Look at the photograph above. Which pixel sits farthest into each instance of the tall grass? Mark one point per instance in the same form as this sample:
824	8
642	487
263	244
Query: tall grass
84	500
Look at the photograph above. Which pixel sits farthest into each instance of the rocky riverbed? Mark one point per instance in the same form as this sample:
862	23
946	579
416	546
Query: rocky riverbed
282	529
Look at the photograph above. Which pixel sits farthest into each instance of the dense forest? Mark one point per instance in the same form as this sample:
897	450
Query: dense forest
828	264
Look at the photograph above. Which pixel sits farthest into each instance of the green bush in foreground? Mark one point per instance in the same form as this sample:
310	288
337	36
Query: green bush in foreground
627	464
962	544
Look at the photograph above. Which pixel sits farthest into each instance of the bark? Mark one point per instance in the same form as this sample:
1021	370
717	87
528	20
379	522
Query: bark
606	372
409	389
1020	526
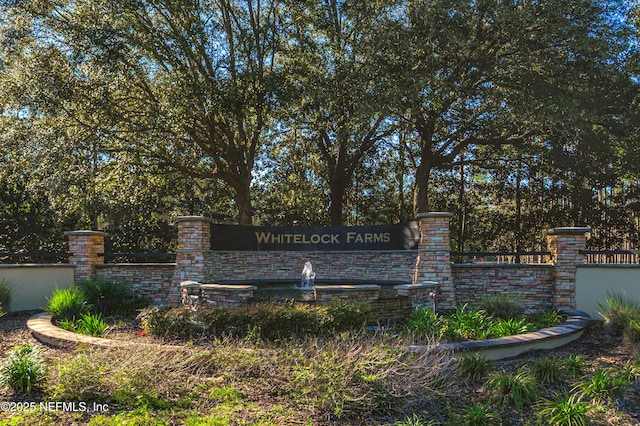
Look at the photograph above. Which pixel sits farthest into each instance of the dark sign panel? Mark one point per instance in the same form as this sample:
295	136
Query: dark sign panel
289	238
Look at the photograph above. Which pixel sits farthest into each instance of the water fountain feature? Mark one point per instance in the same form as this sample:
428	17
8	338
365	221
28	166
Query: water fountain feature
308	276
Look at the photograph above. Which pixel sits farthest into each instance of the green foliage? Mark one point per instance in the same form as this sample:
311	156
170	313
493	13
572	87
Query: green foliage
509	327
7	288
91	324
501	306
518	389
268	321
110	297
564	410
618	311
549	370
467	323
575	365
24	369
426	324
604	386
67	303
474	367
168	323
478	415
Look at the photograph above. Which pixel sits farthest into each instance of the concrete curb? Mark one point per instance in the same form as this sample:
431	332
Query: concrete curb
512	346
494	349
43	330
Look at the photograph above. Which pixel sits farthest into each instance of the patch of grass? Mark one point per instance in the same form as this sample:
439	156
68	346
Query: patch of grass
501	306
618	312
68	303
467	323
24	369
575	365
604	386
509	327
91	324
478	415
474	367
517	389
426	324
564	410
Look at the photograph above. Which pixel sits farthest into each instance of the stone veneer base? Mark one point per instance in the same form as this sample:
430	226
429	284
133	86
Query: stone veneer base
494	349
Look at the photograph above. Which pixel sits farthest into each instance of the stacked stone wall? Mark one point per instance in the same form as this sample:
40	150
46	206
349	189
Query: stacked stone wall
284	265
153	281
531	285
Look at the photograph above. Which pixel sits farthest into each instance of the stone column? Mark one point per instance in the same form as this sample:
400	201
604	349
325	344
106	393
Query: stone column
565	245
433	262
87	250
192	254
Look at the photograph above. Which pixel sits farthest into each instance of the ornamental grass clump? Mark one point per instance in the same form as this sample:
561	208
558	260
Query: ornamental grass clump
24	369
7	288
474	367
69	303
619	312
564	410
517	389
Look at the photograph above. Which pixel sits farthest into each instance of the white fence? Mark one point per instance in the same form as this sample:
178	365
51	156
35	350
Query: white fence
593	282
34	283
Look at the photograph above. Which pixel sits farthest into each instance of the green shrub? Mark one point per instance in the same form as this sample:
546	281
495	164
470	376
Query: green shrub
478	415
564	410
501	306
618	311
110	297
509	327
548	369
632	331
518	389
67	303
175	323
91	324
474	367
604	386
575	365
339	316
426	324
7	288
466	324
23	370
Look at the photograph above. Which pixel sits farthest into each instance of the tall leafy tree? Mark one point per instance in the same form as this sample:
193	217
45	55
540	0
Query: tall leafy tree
187	86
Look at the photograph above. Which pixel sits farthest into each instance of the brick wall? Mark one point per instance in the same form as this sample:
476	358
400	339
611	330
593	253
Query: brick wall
150	280
530	284
284	265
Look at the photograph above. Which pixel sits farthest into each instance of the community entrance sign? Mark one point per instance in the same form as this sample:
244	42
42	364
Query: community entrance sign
322	238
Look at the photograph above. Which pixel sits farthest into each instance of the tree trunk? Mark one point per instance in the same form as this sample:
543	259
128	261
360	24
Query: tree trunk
337	187
242	199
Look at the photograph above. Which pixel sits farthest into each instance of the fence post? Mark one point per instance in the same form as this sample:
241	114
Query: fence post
85	248
433	262
565	245
192	254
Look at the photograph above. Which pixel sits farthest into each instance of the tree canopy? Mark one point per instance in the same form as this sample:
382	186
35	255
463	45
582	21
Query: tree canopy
514	115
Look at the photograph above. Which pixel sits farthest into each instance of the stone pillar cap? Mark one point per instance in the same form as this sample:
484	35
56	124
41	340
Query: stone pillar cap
433	214
569	230
85	232
192	219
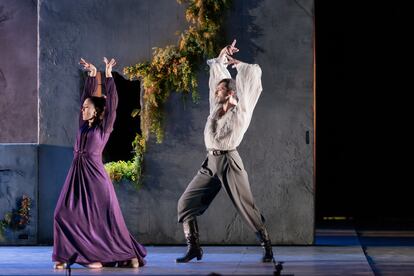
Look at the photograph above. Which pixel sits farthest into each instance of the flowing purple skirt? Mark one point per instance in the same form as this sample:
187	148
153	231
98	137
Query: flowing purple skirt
88	222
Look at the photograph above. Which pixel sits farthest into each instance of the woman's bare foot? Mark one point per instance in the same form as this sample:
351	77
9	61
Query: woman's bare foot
94	265
59	265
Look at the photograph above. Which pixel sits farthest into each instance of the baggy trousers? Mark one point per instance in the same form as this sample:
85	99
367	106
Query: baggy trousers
225	170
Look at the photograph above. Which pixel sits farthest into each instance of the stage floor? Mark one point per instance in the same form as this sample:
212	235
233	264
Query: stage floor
334	253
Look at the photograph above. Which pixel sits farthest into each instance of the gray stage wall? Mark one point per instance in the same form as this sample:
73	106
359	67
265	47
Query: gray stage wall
275	34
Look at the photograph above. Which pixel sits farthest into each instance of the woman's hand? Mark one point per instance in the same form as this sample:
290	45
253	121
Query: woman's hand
232	61
88	67
108	67
229	50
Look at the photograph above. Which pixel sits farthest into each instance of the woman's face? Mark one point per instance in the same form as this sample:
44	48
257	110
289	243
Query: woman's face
88	110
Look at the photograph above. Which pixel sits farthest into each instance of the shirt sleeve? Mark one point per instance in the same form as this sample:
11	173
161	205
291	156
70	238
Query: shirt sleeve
218	71
248	86
88	90
111	105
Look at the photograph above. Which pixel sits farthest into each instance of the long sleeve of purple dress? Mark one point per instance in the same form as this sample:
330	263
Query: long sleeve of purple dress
88	90
88	220
111	105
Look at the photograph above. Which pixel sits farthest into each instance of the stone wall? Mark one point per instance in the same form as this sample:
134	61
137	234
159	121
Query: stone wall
18	71
275	34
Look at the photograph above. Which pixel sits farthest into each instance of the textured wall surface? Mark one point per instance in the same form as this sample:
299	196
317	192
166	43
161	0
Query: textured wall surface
275	34
18	71
18	177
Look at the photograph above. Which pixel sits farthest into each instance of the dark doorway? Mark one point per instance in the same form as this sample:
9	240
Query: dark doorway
119	145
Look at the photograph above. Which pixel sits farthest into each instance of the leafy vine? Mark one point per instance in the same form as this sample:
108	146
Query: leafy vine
172	68
17	219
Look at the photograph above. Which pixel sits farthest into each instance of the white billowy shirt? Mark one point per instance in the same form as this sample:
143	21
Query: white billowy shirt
226	132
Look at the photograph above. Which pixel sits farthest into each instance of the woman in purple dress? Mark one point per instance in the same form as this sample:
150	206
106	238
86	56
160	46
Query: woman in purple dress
89	228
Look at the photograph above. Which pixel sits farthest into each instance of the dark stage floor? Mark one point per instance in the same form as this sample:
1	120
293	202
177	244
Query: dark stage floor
336	252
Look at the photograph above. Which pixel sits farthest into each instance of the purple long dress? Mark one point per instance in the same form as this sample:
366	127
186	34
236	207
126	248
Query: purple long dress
88	221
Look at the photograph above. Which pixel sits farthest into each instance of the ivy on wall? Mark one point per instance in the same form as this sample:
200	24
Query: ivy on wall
17	219
172	68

» Your assignment: Omit the images; transcribe the listing verbatim.

» Exercise solution:
Look at the photograph above. Which pixel sits farthest into each instance of the tall grass? Mark one point per instance in the same form as this sample:
824	8
642	487
263	244
Query: tall grass
84	500
Look at the photograph above. Which pixel sits farthest into each instance of the rocky riverbed? Mark one point per instance in the same form as this sample:
862	23
946	579
416	546
Query: rocky riverbed
282	529
Look at the photograph above. Which pixel sits farthest into each instance of the dense forest? Mark one point per instance in the same form as this sample:
897	450
Query: dense forest
828	264
Look at the photograph above. Which pixel sits farthest into each instance of the green bush in foreground? Mark one point per instance in the same form as this sample:
310	288
337	36
Query: green bush in foreground
627	464
962	544
Look at the photograph above. Which pixel sits farthest into each instance of the bark? Mark one point per instance in the same form as this sample:
1021	370
717	87
528	20
379	522
Query: bark
606	372
409	389
1020	526
Look at the photograph above. Which pixel sits farthest into each instance of the dark sign panel? Mark one point per instance in the same form as this sample:
295	136
Query: dark sign panel
289	238
Look at the photograph above. Which pixel sits farthest into each instance of the water fountain feature? Mark one point per instance in the same form as this sample:
428	17
8	338
365	221
28	166
Query: water fountain feature
308	276
Look at the photograph above. Which pixel sits farthest into each instance of the green foliage? Mark one point per instance in the same form as this sample:
311	156
170	313
493	13
572	87
Query: green foliage
509	327
7	288
91	324
501	306
518	389
268	321
110	297
564	410
618	311
549	370
467	323
575	365
24	369
426	324
604	386
67	303
474	367
168	323
478	415
Look at the photograph above. Which pixel sits farthest into each instance of the concrete curb? Mark one point per instance in the same form as this sample:
431	332
Query: concrete curb
512	346
494	349
43	330
Look at the photograph above. Which pixel sits farthest into each instance of the patch of grass? Mark one point per instance in the same form as this sample:
439	156
68	346
Query: patch of grass
501	306
618	312
68	303
467	323
24	369
575	365
604	386
509	327
91	324
478	415
474	367
517	389
426	324
564	410
Look at the photograph above. Which pixel sits farthest into each instance of the stone veneer base? Mark one point per instance in the same form as this sample:
430	226
429	284
133	86
Query: stone veneer base
494	349
Look at the photograph above. Which pixel sits farthest into each instance of the stacked stone wall? Mark one point per instance in the same form as this sample:
40	150
46	206
349	189
Query: stacked stone wall
284	265
153	281
531	285
Look at the photograph above. Which pixel sits farthest into each instance of the stone column? Mark one point per instance in the same form as this sample:
400	201
604	349
325	344
106	393
Query: stone column
565	245
433	262
87	250
192	254
Look at the photograph above. Which pixel sits farthest into each instance of the ornamental grass clump? Mark one point per instance in the same form as this sample:
561	208
558	260
Query: ornamental grass clump
24	369
7	288
474	367
69	303
619	312
564	410
517	389
Look at the photograph above. Which pixel sits farthest into each instance of the white fence? Mark one point per instance in the same form as this sample:
178	365
51	156
35	350
Query: white fence
593	282
34	283
Look at the photograph above. Which pixel sits farthest into each instance of the green shrub? Mark one point per instance in the same form as this sample:
546	281
495	164
470	376
Query: green shrub
478	415
564	410
501	306
618	311
110	297
509	327
548	369
632	331
518	389
67	303
175	323
91	324
474	367
604	386
575	365
339	316
426	324
7	288
466	324
23	370
Look at the photograph above. Which pixel sits farthest into each instance of the tall leafy tree? Mark one point per instance in the same form as this sample:
193	217
45	55
540	0
Query: tall leafy tree
187	86
Look at the photograph above. Which pixel sits farthest into each instance of the brick wall? Mark one point per instance in the same form as this sample:
476	358
400	339
611	330
593	253
Query: brick wall
150	280
530	284
284	265
Look at the photograph above. Which pixel sits farthest into each instance of the community entrance sign? Mark one point per instance in the same form as this sample:
244	42
42	364
Query: community entrance sign
322	238
Look at the photograph above. Which pixel sits farthest into each instance of the tree trunk? Mark one point per instance in the same form as this sample:
543	259
128	261
360	24
Query: tree trunk
337	187
242	199
Look at the photograph above. Which pixel sits farthest into each instance of the fence post? Mark one point per instance in the same form as this sample:
241	114
Query: fence post
85	248
433	262
565	245
192	254
Look at the photograph above. Which pixel sits farthest into each instance of the tree canopy? Mark one point per instance in the same form as this sample:
382	186
35	255
463	45
582	21
Query: tree canopy
514	115
Look at the photograph above. Which pixel sits farthest into each instance of the stone pillar cap? Mark one point per instance in the same form as this sample:
484	35
56	124
41	340
Query: stone pillar cap
433	214
569	230
85	232
192	219
Look at the photograph above. Which pixel sits farthest into each instance of the flowing purple skirt? Mark one point per instance in the same form as this sample:
187	148
153	231
98	137
Query: flowing purple skirt
88	222
Look at the photograph above. Which pixel sits farthest into each instance of the woman's bare foot? Mark one point per instance in the same form as this sample:
351	77
9	61
Query: woman's bare foot
94	265
59	265
Look at the photograph above. Which pixel sits farthest into each instance of the baggy trousers? Mark one point per instance in the same form as this sample:
85	99
367	106
Query: baggy trousers
225	170
Look at the photograph above. Which pixel sits farthest into each instance of the stage floor? Mark one point per instance in the same form as this sample:
212	235
233	264
Query: stage floor
334	253
Look at the photograph above. Which pixel sits farthest into each instance of the gray stage wall? Mark one point per instance in the same form as this sample:
73	106
359	67
265	47
Query: gray stage wall
275	34
Look at the photograph above. Which pixel sits farthest into each instance of the woman's hand? Mark one point per instance in the same form as this sample:
290	45
253	121
Query: woman's hand
232	61
88	67
108	67
229	50
Look at the photograph above. Which pixel sits farthest into each instance of the woman's face? Mark one point per instance in the same form as this sample:
44	48
257	110
289	243
Query: woman's face
88	110
Look at the photograph above. Which pixel sits farthest into each instance of the shirt sleeve? Mark one point per instance in the same form as this sample:
11	173
161	205
291	156
70	238
Query: shirt sleeve
218	71
248	86
88	90
111	105
Look at the photograph above. Which pixel sits farthest into each instance of the long sleeve of purple dress? Mark one point per instance in the same form as this sample:
330	263
Query: long sleeve of purple dress
88	90
88	220
111	105
Look at the photograph above. Which pixel sits farthest into each instance of the stone wall? Mark one point per instance in the same form as this sample:
134	61
137	234
159	121
Query: stone wall
18	71
275	34
Look at the photograph above. Which pixel sits farthest into each instance of the textured wall surface? Mark one point per instance in the same form as this sample:
299	196
317	192
166	43
161	0
Query: textured wall surface
275	34
18	71
18	177
Look at the photograph above. Which pixel sits farthest into each instance of the dark doorway? Mark one point per instance in the same form as this sample:
9	240
Query: dark doorway
119	145
Look at the photograph above. Which pixel sits farthest into each instance of the leafy vine? Mark one point per instance in the same form as this sample:
108	146
Query: leafy vine
172	68
17	219
Look at the photograph above. Which pixel sits farthest into each instance of the white billowy shirt? Mark one point per instance in the same form as this sample:
143	21
Query: white billowy shirt
226	132
Look at the photograph above. Which pixel sits farthest into each instance of the woman in purple dress? Mark one point per instance in the same form as this sample:
150	206
106	238
86	56
160	46
Query: woman in purple dress
89	228
Look at the photograph above. Which pixel sits farthest into each instance of the dark stage floor? Mark one point per instance in the same form as this sample:
1	120
293	202
177	244
Query: dark stage floor
336	252
Look at the photograph above. Which pixel sits farthest into each instance of the purple long dress? Mark one point per instance in the same form as this sample:
366	127
186	34
236	207
126	248
Query: purple long dress
88	221
Look at the photograph above. Which pixel sits farthest into each instance of the ivy on wall? Mark one point per instance in the same form as this sample:
200	24
Query: ivy on wall
17	219
172	68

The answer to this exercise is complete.